- Excerpt provided:
** Start **
Jules Benjamin Jeanmard (August 15, 1879 – February 23, 1957), was an American prelate of the Roman Catholic Church. He served as the first bishop of the new Diocese of Lafayette in Louisiana from 1918 to 1956.

Biography

Early life
Jules Jeanmard was born in Breaux Bridge, Louisiana, to Jules and Frances Maria (née Brown) Jeanmard. He received his early education at the parochial school of St. Bernard Parish in Breaux Bridge. He then attended St. Joseph Seminary in Gessen, Louisiana and Our Lady of Holy Cross College in New Orleans. He studied for the priesthood at St. Louis Diocesan Seminary in New Orleans and at Kenrick Seminary in St. Louis, Missouri.

Priestly ministry
Jeanmard was ordained a priest for the Archdiocese of New Orleans on June 10, 1903. His first assignment was as a curate at St. Louis Cathedral, where he served through the yellow fever epidemic of 1905. He served as secretary to Archbishop James Blenk from 1906 to 1914, and chancellor of the archdiocese from 1914 to 1917. He also served as vicar general for spiritual affairs of the archdiocese. Following the death of Archbishop Blenk, he served as apostolic administrator of New Orleans from 1917 to 1918. He then served as apostolic administrator of the newly erected Diocese of Lafayette.
** End **
- Supplied information:
** Start **
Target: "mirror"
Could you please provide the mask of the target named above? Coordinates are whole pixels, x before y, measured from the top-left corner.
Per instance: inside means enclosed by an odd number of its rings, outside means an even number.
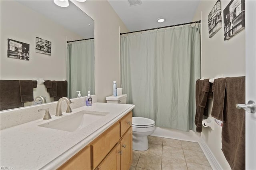
[[[1,79],[66,80],[66,42],[93,38],[94,21],[71,1],[66,8],[53,0],[0,3]],[[12,57],[8,52],[10,42],[14,51],[24,55]],[[26,45],[25,54],[24,45],[19,49],[21,44]],[[34,88],[34,98],[38,96],[46,98],[47,102],[54,101],[43,83]],[[34,104],[24,103],[24,106]]]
** End **
- Problems:
1. According to the biography, on what date was Jeanmard ordained a priest?
2. Extract the passage of the biography from "Jules Benjamin Jeanmard" up to and including "1918 to 1956.", copying it word for word.

- Answers below:
1. June 10, 1903

2.
Jules Benjamin Jeanmard (August 15, 1879 – February 23, 1957), was an American prelate of the Roman Catholic Church. He served as the first bishop of the new Diocese of Lafayette in Louisiana from 1918 to 1956.